* [Task to carry out]: Turn each line of the entries below into one item of a numbered list, leaving out blank lines.

--- start of Data shown ---

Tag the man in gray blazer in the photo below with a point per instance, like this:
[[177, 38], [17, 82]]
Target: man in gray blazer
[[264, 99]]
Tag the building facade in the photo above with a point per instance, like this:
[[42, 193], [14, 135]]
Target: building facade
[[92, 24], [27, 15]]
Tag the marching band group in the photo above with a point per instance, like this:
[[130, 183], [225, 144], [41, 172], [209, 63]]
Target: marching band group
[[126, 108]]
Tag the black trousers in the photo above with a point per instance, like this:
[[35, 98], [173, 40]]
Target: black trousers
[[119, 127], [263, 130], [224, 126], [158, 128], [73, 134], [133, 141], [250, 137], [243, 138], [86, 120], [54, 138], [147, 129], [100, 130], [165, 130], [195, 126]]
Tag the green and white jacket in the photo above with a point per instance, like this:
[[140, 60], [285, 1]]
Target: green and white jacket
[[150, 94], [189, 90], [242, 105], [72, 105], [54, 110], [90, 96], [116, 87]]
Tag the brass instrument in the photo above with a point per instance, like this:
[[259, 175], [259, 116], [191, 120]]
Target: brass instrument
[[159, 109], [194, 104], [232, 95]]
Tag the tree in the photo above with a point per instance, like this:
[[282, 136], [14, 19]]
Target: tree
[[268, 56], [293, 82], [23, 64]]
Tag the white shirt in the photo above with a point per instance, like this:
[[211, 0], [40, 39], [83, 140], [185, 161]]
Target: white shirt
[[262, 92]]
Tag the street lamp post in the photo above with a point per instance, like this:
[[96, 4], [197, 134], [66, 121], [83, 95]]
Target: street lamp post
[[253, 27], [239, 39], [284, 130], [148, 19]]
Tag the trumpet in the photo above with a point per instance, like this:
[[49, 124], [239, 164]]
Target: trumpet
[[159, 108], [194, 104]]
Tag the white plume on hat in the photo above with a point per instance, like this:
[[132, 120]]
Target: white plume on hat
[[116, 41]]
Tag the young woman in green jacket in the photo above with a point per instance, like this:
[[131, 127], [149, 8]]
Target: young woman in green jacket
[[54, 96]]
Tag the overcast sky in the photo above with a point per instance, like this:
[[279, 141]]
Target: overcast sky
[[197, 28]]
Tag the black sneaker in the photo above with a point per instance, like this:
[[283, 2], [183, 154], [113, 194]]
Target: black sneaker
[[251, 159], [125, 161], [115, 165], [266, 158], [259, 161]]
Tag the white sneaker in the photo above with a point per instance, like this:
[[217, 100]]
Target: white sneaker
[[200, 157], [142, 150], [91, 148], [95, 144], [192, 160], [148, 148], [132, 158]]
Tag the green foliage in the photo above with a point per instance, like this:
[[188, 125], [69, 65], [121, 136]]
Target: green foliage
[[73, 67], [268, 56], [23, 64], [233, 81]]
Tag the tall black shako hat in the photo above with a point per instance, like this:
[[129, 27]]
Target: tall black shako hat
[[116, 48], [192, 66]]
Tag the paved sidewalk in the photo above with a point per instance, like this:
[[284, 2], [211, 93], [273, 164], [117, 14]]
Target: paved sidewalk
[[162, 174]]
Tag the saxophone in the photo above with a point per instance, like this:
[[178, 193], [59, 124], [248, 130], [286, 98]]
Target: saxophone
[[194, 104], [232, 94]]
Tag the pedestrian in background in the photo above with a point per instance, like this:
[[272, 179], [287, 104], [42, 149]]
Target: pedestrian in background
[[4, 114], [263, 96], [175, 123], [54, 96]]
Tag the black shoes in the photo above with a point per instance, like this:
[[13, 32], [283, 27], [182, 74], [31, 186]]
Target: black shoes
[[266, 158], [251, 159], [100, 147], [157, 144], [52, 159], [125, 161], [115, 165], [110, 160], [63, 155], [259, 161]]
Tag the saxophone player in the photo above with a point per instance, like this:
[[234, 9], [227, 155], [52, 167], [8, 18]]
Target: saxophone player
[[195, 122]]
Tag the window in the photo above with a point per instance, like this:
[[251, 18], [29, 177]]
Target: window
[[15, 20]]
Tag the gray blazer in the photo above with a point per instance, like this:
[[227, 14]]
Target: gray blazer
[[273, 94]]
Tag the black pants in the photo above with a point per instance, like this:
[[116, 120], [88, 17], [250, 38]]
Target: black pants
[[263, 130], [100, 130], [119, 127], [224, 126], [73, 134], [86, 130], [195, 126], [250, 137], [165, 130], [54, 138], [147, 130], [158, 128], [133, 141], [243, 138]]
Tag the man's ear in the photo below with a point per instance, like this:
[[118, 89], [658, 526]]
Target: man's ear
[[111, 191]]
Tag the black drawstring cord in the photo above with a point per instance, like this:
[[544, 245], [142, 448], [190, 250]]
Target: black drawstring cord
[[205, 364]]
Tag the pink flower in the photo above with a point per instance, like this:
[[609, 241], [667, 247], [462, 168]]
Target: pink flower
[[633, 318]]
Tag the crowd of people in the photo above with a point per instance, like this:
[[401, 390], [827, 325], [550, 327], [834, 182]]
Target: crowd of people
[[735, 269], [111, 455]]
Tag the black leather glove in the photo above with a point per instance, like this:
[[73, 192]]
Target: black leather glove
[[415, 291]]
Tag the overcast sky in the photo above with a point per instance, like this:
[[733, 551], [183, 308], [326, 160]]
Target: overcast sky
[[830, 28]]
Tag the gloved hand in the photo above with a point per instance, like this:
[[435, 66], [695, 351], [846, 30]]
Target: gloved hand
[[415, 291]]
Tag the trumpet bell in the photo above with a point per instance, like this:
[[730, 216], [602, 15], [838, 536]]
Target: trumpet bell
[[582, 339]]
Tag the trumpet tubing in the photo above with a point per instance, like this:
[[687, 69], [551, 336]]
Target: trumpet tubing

--- end of Data shown ---

* [Answer to this exercise]:
1. Tag the man in gray blazer in the photo below with a point per instance, like this:
2. [[177, 38], [17, 82]]
3. Target: man in gray blazer
4. [[264, 99]]
5. Tag the building facade in the photo above with a point per instance, like this:
6. [[42, 193], [14, 135]]
7. Target: building facade
8. [[92, 24], [27, 15]]
9. Tag the marching band group in the photo above with a point per instance, like this:
10. [[130, 183], [225, 144], [41, 172], [209, 63]]
11. Target: marching band group
12. [[126, 108]]
13. Tag the black trousers in the photo above with a point per instance, like this:
14. [[35, 98], [173, 40]]
15. Target: black trousers
16. [[119, 127], [263, 130], [224, 126], [158, 128], [73, 134], [133, 141], [250, 137], [243, 138], [86, 120], [54, 138], [147, 129], [100, 130], [165, 130], [195, 126]]
17. Tag the green and white jacket in the photo above with a point per instance, like this:
18. [[140, 60], [285, 1]]
19. Target: green and white jacket
20. [[150, 94], [189, 90], [242, 105], [72, 105], [54, 110], [90, 96], [116, 87]]
21. Tag the brass instrument in the photo above with a point per instance, like this:
22. [[259, 175], [259, 116], [191, 120]]
23. Target: brass instrument
24. [[159, 109], [194, 104], [232, 95]]
25. Tag the tree in the photo above with a point per instance, like this:
26. [[282, 136], [14, 19]]
27. Target: tree
28. [[268, 56], [293, 82], [23, 64]]
29. Tag the white shirt in the photo above with a point per instance, like this:
30. [[211, 0], [40, 39], [83, 140], [185, 161]]
31. Target: white shirt
32. [[262, 92]]
33. Tag the street lamp post in the photo above with a point per instance, like this:
34. [[96, 4], [197, 134], [66, 121], [83, 95]]
35. Target: street lamp post
36. [[253, 27], [239, 39], [284, 130], [148, 19]]
37. Tag the trumpet in the photo above with a point per instance, like this:
38. [[49, 124], [239, 164]]
39. Target: trumpet
40. [[159, 108], [194, 104]]
41. Tag the white plume on hat in the photo above with a point per instance, like this:
42. [[132, 120]]
43. Target: white plume on hat
44. [[116, 41]]
45. Tag the young woman in green jacket in the photo above with a point per instance, like this:
46. [[131, 127], [149, 8]]
47. Target: young woman in green jacket
48. [[54, 96]]
49. Tag the overcast sky in the photo above with a point per instance, like this:
50. [[279, 141]]
51. Target: overcast sky
52. [[197, 28]]
53. Tag the black sneaker in the photo above with a point per instance, like this:
54. [[283, 2], [183, 154], [113, 194]]
55. Target: black sneaker
56. [[251, 159], [125, 161], [115, 165], [266, 158], [259, 161]]
57. Tag the white sneaker in the photo above with a point per instance, like this:
58. [[217, 100]]
59. Target: white sneaker
60. [[200, 157], [142, 150], [91, 148], [95, 144], [192, 160], [148, 148], [132, 158]]
61. Tag the green foliage in the photo above with a point per instance, like this:
62. [[188, 125], [69, 65], [121, 136]]
63. Target: green foliage
64. [[73, 67], [268, 56], [23, 64], [233, 81]]
65. Tag the tall black shako hat in the photo above with a point per instance, like this:
66. [[129, 27]]
67. Target: tall black shako hat
68. [[116, 48], [192, 66]]
69. Tag the paved sidewalk in the photo above with a point per instance, like this:
70. [[284, 2], [211, 93], [273, 164], [117, 14]]
71. Target: paved sidewalk
72. [[162, 174]]
73. Tag the saxophone in the photo above with a point per instance, like this:
74. [[178, 193], [59, 124], [248, 130], [286, 98]]
75. Target: saxophone
76. [[194, 104], [232, 94]]
77. Tag the pedestrian in background in the photo above with a point per instance, like this:
78. [[272, 179], [287, 104], [42, 149]]
79. Target: pedestrian in background
80. [[4, 114], [263, 96], [175, 123], [54, 96]]
81. Tag the black shoes in the photo above with a point per instance, like this:
82. [[13, 32], [283, 27], [182, 74], [31, 186]]
83. Target: black shoes
84. [[266, 158], [251, 159], [100, 147], [157, 144], [52, 159], [125, 161], [115, 165], [110, 160], [63, 155], [259, 161]]
85. Tag the saxophone player in the photo above with a point per instance, like this:
86. [[234, 9], [227, 155], [52, 167], [8, 18]]
87. Target: saxophone player
88. [[195, 122]]
89. Tag the window in the photo above with a point per instance, like this:
90. [[251, 18], [29, 177]]
91. Target: window
92. [[15, 20]]
93. Tag the gray blazer in the photo above with a point per instance, like this:
94. [[227, 14]]
95. Target: gray blazer
96. [[273, 94]]
97. Tag the black pants in the photo above with a point per instance, like this:
98. [[116, 120], [88, 17], [250, 38]]
99. Target: black pants
100. [[263, 130], [100, 130], [119, 127], [224, 126], [73, 134], [86, 130], [195, 126], [250, 137], [165, 130], [54, 138], [147, 130], [158, 128], [133, 141], [243, 138]]
101. Tag the man's ear in the photo below with a point per instance, like this:
102. [[118, 89], [658, 526]]
103. Target: man's ear
104. [[111, 191]]
105. Tag the black drawstring cord in the photo above with a point per instance, like this:
106. [[544, 245], [142, 448], [190, 250]]
107. Target: black drawstring cord
108. [[205, 364]]
109. Tag the pink flower in the photo above with a point per instance, like this:
110. [[609, 241], [667, 247], [462, 168]]
111. Target: pink flower
112. [[633, 318]]
113. Tag the crowd of people in the photo above with a point per instance, like this:
114. [[401, 390], [827, 325], [550, 327], [834, 182]]
115. Target: crowd of people
116. [[735, 269], [111, 455]]
117. Tag the black leather glove in the photo above with a point per instance, like this:
118. [[73, 192]]
119. Target: black leather glove
120. [[415, 291]]
121. Tag the overcast sky in the photo above with a point per instance, like this:
122. [[733, 551], [183, 308], [326, 160]]
123. Target: overcast sky
124. [[830, 28]]
125. Tag the gloved hand in the photo above with a point per instance, like this:
126. [[435, 66], [695, 351], [846, 30]]
127. Target: gloved hand
128. [[415, 291]]
129. Tag the trumpet bell in the photo above with a point per instance, like this:
130. [[730, 216], [602, 15], [838, 536]]
131. Target: trumpet bell
132. [[582, 339]]
133. Tag the trumpet tubing in the photo above with a point per instance, like this:
134. [[687, 69], [551, 336]]
135. Target: trumpet tubing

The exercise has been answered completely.